(ESTRATTO DELLA PAGINA):
+===+

«Possibile reiterazione del reato», ecco perché Galan deve restare in carcere
VE NEZIA. La possibile reiterazione del reato: questa una delle motivazioni che hanno portato il tribunale del riesame a confermare l'arresto in carcere per Giancarlo Galan, coinvolto nell'inchiesta Mose per l'ipotesi di corruzione. Le motivazioni del mancato accoglimento delle richieste avanzate dalla difesa dell'ex governatore veneto, una settantina di pagine, sono state depositate oggi.

+===+

(DATI DISPONIBILI):
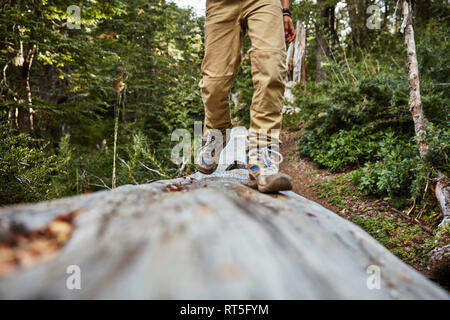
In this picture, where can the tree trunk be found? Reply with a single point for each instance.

+===+

(COMPITO ASSEGNATO 1): Elenca tutte le persone e gli organi menzionati nell'estratto sull'arresto di Galan.
(COMPITO ASSEGNATO 2): Riassumi in due frasi l'estratto sull'arresto di Galan.

(RISPOSTA 1):
- Giancarlo Galan
- il tribunale del riesame
- la difesa dell'ex governatore veneto

(RISPOSTA 2): Il tribunale del riesame ha confermato l'arresto in carcere di Giancarlo Galan, coinvolto nell'inchiesta Mose per l'ipotesi di corruzione, indicando fra i motivi la possibile reiterazione del reato. Le motivazioni del rigetto delle richieste della difesa, circa settanta pagine, sono state depositate oggi.